> _Aim_:
Copy out everything from the line that contains "Target: **hockey helmet**" down to the end of the records, substituting "vertices" for "corners" and changing nothing else.

> _Listed entries_:
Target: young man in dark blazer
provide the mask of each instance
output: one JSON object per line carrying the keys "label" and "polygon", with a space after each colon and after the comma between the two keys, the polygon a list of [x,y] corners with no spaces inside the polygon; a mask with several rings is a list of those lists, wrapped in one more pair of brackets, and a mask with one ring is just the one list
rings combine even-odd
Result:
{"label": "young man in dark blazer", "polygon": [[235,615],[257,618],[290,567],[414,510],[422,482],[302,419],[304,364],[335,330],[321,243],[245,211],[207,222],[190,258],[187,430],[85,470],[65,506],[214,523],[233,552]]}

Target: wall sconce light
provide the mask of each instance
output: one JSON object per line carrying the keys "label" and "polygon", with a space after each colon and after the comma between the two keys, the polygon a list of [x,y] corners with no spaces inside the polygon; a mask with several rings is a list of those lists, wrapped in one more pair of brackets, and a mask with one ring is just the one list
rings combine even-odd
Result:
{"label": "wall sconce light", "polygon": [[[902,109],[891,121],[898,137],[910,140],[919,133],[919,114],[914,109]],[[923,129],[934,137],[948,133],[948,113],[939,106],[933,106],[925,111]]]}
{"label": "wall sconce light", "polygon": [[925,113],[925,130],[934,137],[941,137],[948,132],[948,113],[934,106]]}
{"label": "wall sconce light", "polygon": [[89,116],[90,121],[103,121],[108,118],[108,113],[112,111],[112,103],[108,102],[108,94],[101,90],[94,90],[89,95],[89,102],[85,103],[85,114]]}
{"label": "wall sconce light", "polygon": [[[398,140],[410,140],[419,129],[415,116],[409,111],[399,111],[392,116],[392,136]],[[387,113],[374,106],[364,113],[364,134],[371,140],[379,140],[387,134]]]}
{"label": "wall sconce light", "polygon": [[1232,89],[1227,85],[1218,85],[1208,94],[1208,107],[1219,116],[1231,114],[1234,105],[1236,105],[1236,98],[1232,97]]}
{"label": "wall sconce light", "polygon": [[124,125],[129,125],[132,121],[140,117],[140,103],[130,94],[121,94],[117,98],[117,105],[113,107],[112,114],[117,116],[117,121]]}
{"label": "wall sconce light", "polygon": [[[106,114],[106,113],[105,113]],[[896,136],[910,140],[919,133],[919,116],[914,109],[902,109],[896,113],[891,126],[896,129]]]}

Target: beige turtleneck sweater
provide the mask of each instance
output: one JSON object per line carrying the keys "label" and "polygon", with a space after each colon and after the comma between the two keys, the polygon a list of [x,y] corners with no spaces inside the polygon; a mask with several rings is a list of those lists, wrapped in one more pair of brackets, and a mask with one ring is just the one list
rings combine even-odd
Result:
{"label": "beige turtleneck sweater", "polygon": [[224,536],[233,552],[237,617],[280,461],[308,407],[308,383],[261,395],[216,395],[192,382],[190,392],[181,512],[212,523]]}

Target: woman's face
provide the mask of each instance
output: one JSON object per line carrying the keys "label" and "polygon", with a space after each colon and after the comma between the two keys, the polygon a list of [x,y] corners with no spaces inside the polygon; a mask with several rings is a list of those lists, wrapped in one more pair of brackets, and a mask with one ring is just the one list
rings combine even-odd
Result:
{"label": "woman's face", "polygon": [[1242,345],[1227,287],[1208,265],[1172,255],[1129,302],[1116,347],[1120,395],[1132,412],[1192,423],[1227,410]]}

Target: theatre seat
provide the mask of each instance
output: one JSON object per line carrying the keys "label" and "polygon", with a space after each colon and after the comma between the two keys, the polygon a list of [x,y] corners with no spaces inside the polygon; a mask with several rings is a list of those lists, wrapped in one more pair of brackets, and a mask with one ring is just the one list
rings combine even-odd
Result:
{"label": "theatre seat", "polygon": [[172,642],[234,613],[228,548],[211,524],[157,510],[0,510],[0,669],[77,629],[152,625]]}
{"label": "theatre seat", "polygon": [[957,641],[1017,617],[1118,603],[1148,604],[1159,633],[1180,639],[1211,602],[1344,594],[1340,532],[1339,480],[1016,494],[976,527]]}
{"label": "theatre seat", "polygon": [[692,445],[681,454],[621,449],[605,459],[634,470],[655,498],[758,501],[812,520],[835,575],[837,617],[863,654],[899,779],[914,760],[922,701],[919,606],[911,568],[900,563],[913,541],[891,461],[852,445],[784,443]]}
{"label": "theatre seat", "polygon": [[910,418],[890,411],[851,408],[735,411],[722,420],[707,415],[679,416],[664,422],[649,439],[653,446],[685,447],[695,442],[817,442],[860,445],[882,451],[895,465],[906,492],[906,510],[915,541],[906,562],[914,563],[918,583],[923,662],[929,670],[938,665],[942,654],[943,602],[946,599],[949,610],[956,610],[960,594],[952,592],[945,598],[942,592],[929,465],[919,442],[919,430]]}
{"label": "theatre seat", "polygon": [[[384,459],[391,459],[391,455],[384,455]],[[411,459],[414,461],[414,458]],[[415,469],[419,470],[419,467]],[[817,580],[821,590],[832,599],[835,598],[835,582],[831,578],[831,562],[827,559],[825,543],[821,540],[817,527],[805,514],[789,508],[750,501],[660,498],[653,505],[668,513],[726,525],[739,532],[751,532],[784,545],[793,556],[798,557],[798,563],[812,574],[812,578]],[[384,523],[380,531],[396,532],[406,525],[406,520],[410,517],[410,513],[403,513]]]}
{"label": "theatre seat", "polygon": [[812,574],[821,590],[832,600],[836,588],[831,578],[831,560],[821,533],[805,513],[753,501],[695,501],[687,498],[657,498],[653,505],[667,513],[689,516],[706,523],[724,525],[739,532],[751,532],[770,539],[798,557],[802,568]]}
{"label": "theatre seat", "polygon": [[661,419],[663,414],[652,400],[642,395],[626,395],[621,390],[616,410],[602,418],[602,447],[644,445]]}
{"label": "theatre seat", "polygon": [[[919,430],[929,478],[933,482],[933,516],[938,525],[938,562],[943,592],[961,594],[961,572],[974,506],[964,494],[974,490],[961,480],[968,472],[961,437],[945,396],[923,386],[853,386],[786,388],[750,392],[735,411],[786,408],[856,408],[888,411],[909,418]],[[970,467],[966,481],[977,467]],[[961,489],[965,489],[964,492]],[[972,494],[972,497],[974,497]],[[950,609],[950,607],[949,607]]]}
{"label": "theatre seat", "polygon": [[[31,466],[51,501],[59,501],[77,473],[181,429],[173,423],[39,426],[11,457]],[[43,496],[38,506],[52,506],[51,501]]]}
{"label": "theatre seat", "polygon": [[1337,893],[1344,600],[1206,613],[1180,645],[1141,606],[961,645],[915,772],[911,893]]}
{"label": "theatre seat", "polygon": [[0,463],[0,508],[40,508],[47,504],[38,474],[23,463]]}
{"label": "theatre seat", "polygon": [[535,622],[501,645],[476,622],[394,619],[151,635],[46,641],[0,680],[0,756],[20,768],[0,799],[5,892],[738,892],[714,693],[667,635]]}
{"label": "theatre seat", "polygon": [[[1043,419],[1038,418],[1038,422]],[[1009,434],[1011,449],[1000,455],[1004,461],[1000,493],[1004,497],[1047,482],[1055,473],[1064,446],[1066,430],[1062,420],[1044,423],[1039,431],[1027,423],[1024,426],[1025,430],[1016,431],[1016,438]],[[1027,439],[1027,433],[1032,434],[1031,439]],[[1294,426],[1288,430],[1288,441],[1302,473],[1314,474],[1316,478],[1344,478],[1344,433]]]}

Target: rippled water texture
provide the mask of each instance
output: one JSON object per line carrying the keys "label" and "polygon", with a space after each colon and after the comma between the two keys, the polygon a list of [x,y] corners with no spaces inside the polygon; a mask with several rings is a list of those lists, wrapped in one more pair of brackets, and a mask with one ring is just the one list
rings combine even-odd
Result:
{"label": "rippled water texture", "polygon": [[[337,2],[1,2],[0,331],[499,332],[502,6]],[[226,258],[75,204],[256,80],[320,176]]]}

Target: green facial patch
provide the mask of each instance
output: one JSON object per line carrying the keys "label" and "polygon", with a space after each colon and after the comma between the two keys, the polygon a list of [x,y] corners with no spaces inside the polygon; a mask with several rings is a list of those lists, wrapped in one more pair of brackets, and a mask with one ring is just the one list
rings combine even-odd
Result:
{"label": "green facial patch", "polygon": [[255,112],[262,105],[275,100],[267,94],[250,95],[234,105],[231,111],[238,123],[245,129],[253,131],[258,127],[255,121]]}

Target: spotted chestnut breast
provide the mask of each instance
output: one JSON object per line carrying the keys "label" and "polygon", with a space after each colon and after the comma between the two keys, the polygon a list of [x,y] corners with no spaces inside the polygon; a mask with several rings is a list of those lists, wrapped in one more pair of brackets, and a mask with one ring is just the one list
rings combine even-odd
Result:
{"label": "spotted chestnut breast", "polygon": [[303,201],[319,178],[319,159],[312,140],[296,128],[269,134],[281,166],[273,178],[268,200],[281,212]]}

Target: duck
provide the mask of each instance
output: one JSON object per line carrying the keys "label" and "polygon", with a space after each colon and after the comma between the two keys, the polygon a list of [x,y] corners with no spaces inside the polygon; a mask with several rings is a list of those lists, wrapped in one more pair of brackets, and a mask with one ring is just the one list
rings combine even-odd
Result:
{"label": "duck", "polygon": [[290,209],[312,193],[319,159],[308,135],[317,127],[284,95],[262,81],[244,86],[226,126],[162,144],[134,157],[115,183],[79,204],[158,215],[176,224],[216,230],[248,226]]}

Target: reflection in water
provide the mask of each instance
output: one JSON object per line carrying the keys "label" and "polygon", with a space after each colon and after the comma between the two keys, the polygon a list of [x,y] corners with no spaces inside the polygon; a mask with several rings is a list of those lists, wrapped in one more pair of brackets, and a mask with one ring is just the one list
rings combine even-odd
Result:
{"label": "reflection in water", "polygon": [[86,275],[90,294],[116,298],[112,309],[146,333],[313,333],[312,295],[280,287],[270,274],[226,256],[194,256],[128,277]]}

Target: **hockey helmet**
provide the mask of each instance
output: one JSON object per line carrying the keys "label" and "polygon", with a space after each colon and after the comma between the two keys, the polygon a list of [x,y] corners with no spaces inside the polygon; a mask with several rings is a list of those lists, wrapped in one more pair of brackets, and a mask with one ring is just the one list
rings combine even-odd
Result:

> _Reply to the exercise_:
Target: **hockey helmet**
provide the mask of each instance
output: one JSON object per line carrying the keys "label" and "polygon", with a space after each colon and after the comma between the two keys, the polygon a list of [x,y] vertices with no spaces inside the polygon; a mask with several rings is a list of those lists, wrapped in one more pair of brackets, and a mask with one ring is just the one list
rings combine even-odd
Result:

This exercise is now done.